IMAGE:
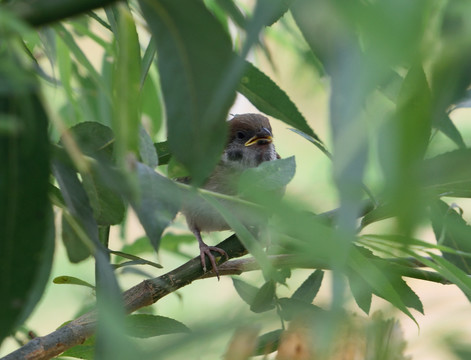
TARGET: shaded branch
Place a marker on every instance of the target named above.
(144, 294)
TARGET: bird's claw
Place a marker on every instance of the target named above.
(206, 250)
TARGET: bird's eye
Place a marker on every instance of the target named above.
(240, 134)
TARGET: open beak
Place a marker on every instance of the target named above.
(259, 140)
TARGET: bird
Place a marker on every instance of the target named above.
(250, 142)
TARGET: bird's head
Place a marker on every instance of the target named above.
(250, 141)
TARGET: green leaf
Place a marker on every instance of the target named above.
(147, 150)
(452, 230)
(159, 201)
(264, 299)
(380, 284)
(294, 308)
(93, 139)
(449, 174)
(361, 291)
(126, 86)
(194, 57)
(310, 287)
(268, 176)
(76, 249)
(145, 326)
(25, 211)
(84, 351)
(172, 242)
(268, 342)
(267, 97)
(136, 260)
(246, 291)
(139, 246)
(163, 152)
(71, 280)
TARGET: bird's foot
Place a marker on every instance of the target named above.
(205, 250)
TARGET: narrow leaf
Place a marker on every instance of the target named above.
(127, 73)
(266, 96)
(246, 291)
(158, 203)
(145, 326)
(71, 280)
(194, 57)
(264, 299)
(310, 287)
(25, 211)
(268, 342)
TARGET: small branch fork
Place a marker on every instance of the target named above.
(150, 291)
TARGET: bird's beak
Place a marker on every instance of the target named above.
(259, 140)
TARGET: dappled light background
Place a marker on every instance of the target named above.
(447, 318)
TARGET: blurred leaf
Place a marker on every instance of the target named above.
(317, 142)
(194, 55)
(163, 152)
(151, 103)
(126, 86)
(71, 280)
(172, 242)
(449, 174)
(147, 150)
(267, 97)
(145, 326)
(446, 126)
(281, 7)
(79, 55)
(137, 260)
(94, 139)
(310, 287)
(449, 271)
(159, 201)
(139, 246)
(380, 212)
(148, 60)
(76, 249)
(403, 146)
(84, 351)
(264, 299)
(269, 176)
(268, 342)
(361, 291)
(233, 11)
(294, 308)
(381, 285)
(452, 230)
(246, 291)
(26, 221)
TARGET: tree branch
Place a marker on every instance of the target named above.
(150, 291)
(144, 294)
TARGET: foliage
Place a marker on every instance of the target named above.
(167, 75)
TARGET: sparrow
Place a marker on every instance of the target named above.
(250, 143)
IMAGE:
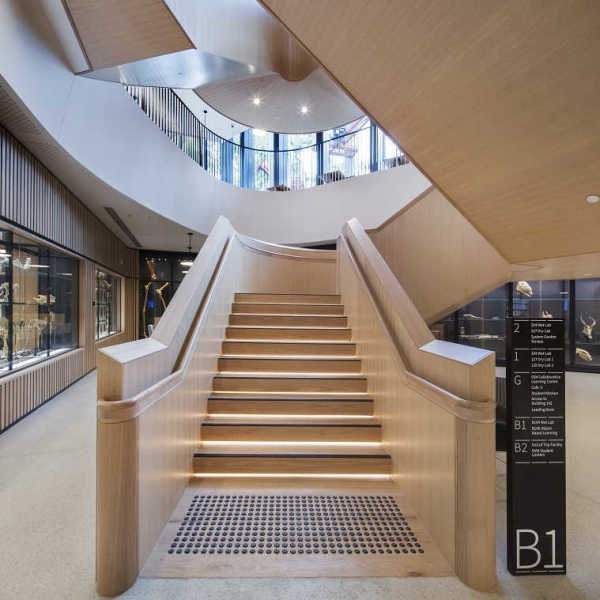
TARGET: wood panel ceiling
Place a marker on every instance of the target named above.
(497, 102)
(115, 32)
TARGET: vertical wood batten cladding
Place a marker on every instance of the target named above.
(33, 199)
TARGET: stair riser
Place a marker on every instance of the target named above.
(287, 309)
(288, 321)
(288, 365)
(275, 333)
(293, 298)
(302, 466)
(288, 407)
(283, 349)
(288, 384)
(282, 433)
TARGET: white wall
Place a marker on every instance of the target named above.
(102, 130)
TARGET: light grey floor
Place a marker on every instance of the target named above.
(47, 493)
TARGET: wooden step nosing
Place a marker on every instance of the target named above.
(280, 424)
(289, 455)
(233, 399)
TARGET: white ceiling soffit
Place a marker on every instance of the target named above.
(314, 104)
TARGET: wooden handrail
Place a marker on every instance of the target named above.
(466, 410)
(163, 348)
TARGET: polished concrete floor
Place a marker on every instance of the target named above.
(47, 493)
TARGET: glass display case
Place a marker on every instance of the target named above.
(586, 317)
(108, 304)
(161, 273)
(482, 322)
(38, 302)
(545, 300)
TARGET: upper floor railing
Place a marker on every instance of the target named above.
(271, 161)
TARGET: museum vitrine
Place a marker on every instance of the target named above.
(38, 302)
(161, 274)
(586, 316)
(108, 304)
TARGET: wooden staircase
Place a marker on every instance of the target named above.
(290, 397)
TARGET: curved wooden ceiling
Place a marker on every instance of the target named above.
(498, 102)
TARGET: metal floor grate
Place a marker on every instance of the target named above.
(294, 525)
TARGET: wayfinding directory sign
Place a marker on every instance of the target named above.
(535, 379)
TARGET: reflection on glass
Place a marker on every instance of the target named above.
(108, 304)
(587, 319)
(38, 302)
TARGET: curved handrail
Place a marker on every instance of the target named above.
(288, 251)
(468, 410)
(243, 165)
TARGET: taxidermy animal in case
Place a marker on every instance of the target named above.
(524, 288)
(588, 327)
(583, 354)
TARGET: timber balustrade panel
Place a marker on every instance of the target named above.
(442, 445)
(152, 393)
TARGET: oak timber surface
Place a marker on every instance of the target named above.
(497, 103)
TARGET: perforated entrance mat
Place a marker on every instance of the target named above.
(292, 535)
(289, 525)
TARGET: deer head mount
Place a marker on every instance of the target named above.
(588, 326)
(524, 288)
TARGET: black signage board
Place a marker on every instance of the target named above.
(535, 380)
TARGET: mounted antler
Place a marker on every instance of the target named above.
(587, 327)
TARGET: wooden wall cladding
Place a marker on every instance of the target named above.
(31, 197)
(33, 200)
(442, 261)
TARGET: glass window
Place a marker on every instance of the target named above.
(298, 166)
(347, 151)
(38, 302)
(108, 304)
(587, 319)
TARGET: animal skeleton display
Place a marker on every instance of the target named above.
(43, 299)
(524, 288)
(588, 326)
(583, 354)
(150, 263)
(159, 292)
(146, 290)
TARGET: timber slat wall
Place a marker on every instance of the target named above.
(34, 200)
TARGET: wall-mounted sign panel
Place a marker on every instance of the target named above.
(536, 450)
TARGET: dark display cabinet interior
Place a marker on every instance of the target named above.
(160, 276)
(586, 316)
(482, 322)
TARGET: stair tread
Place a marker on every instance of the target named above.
(258, 395)
(286, 375)
(294, 451)
(323, 357)
(289, 421)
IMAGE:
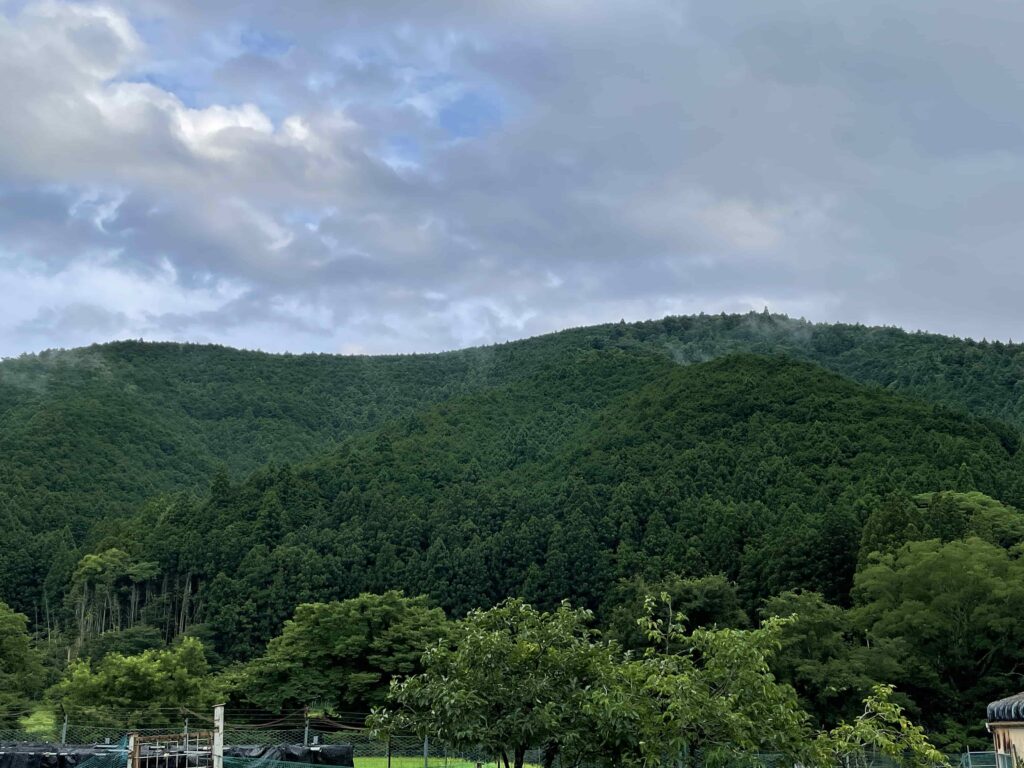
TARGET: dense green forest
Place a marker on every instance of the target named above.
(745, 466)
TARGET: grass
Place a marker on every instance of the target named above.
(40, 723)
══════
§ **Prompt**:
In your copy, leave out the pictures and reproduce the material above exactly.

§ **Correct result**:
IMAGE:
TARGET: shaded branch
Place a marker on every instance of the target named above.
(144, 294)
TARGET: bird's claw
Place a marker on every instance of the target named above.
(206, 250)
TARGET: bird's eye
Place a marker on every instance of the target named above.
(240, 134)
TARGET: open beak
Place a marker on every instance of the target named above.
(259, 140)
TARGET: bird
Place a marker on every instance of the target named above.
(250, 142)
TARGET: bird's head
Place a marker on every instance of the target named above.
(250, 141)
TARGET: green leaf
Place a marker on every instance of the target named above.
(147, 150)
(452, 230)
(159, 201)
(264, 299)
(380, 284)
(294, 308)
(93, 139)
(449, 174)
(361, 291)
(126, 86)
(194, 57)
(310, 287)
(268, 176)
(76, 249)
(145, 326)
(25, 211)
(84, 351)
(172, 242)
(268, 342)
(267, 97)
(136, 260)
(246, 291)
(139, 246)
(163, 152)
(71, 280)
TARGET: bird's foot
Place a marker on every instance of the target named above.
(205, 250)
TARGET: narrow leaf
Place a marker on every instance of the target named above.
(127, 73)
(266, 96)
(246, 291)
(158, 203)
(145, 326)
(71, 280)
(194, 57)
(264, 299)
(310, 287)
(25, 211)
(268, 342)
TARGET: small branch fork
Place a marker on every instance of the target named above.
(150, 291)
TARGET: bird's beak
Place a marker on every instance of the target named above.
(259, 140)
TARGET: dappled light background
Place a marker on every instance of the target named above.
(447, 318)
TARGET: blurred leaf
Place a marker on every instance of the target named above.
(317, 142)
(194, 55)
(163, 152)
(151, 103)
(126, 86)
(71, 280)
(172, 242)
(449, 174)
(147, 150)
(267, 97)
(145, 326)
(446, 126)
(281, 7)
(79, 55)
(137, 260)
(94, 139)
(310, 287)
(449, 271)
(159, 201)
(139, 246)
(380, 212)
(148, 60)
(76, 249)
(403, 146)
(84, 351)
(264, 299)
(269, 176)
(268, 342)
(361, 291)
(233, 11)
(294, 308)
(381, 285)
(452, 230)
(246, 291)
(26, 221)
TARGET: tree branch
Place a marker on every instance of the target named above.
(150, 291)
(144, 294)
TARGET: foliage
Place a marker on every instance of the target named above.
(167, 75)
TARGET: sparrow
Place a marker on every instance of the target named above.
(250, 143)
IMAGE:
TARGET: wood panel ceiling
Place a marker on every instance of the target named above.
(497, 102)
(115, 32)
TARGET: vertical wood batten cladding
Place a marker on every instance of the target named above.
(33, 199)
TARGET: stair riser
Place a marker on every instance of the target named above.
(287, 309)
(288, 321)
(288, 365)
(275, 333)
(293, 298)
(302, 466)
(288, 407)
(283, 349)
(288, 384)
(282, 433)
TARGET: white wall
Place a marker on every instance of the target named above.
(102, 130)
TARGET: light grey floor
Place a marker on every instance of the target named above.
(47, 493)
TARGET: wooden step nosing
Place a marker on every instance of the target named above.
(280, 424)
(289, 455)
(233, 399)
TARGET: white ceiling soffit
Place a marker on every instance of the target named above.
(314, 104)
TARGET: wooden handrail
Place a marker on every instance of the target named above.
(466, 410)
(163, 348)
TARGET: polished concrete floor
Place a marker on every instance of the target named above.
(47, 493)
TARGET: glass display case
Place a marker on every instance of the target named above.
(586, 317)
(108, 304)
(161, 273)
(482, 322)
(38, 302)
(545, 300)
TARGET: upper floor railing
Place a marker on every instance of the target named above.
(271, 161)
TARGET: museum vitrine
Place a marker on every instance of the target named above.
(38, 302)
(161, 274)
(586, 316)
(108, 304)
TARGET: wooden staircase
Place a marker on every instance of the target named above.
(290, 397)
TARGET: curved wooden ceiling
Place a marker on every instance of the target named above.
(498, 102)
TARGET: metal floor grate
Place a marker on every instance of the target named above.
(294, 525)
TARGET: wayfinding directory sign
Place a marker on every instance of the target named above.
(535, 379)
TARGET: reflection on glass
Place a marker on every instance of the target named above.
(108, 304)
(587, 319)
(38, 302)
TARGET: curved handrail
Place a marker on every instance of the target named above.
(288, 251)
(468, 410)
(243, 165)
TARGET: taxidermy animal in case
Place a marker on every instance of the target named above.
(524, 288)
(588, 327)
(583, 354)
TARGET: timber balustrade panel
Place a marker on every instance of the target named above.
(442, 445)
(152, 393)
TARGET: oak timber surface
Place a marker on every instance of the target named above.
(497, 103)
TARGET: perforated entrance mat
Place a marker on every instance of the target named above.
(292, 535)
(289, 525)
TARGET: deer head mount
Place a marker on every instance of the target named above.
(588, 326)
(524, 288)
TARGET: black signage board
Place a marker on every instance of the target named above.
(535, 380)
TARGET: mounted antler
Place a marker on every instance of the target named above.
(587, 327)
TARGET: wooden wall cladding
Place a marker on every instance of the target named above.
(31, 197)
(33, 200)
(442, 261)
TARGET: glass window
Place a marker on every instance of the target named above.
(298, 166)
(347, 151)
(38, 302)
(108, 304)
(587, 319)
TARGET: animal skeleton display
Place a marker on every instance of the target named above.
(43, 299)
(524, 288)
(588, 326)
(583, 354)
(150, 263)
(159, 292)
(146, 290)
TARGET: timber slat wall
Place a marker on every instance of the target named above.
(34, 200)
TARGET: wall-mounted sign panel
Place a marker on every instance of the target named above.
(536, 450)
TARGET: dark display cabinet interior
Place a marker on every instance of the target named above.
(160, 276)
(586, 316)
(482, 322)
TARGET: stair tread
Place a marker on every instance of the target named above.
(258, 395)
(286, 375)
(294, 451)
(323, 357)
(289, 421)
IMAGE:
TARGET: dense green forest
Place a marker on every instance of the target named above.
(745, 466)
TARGET: grass
Place a marker on every instance of the target named above.
(40, 723)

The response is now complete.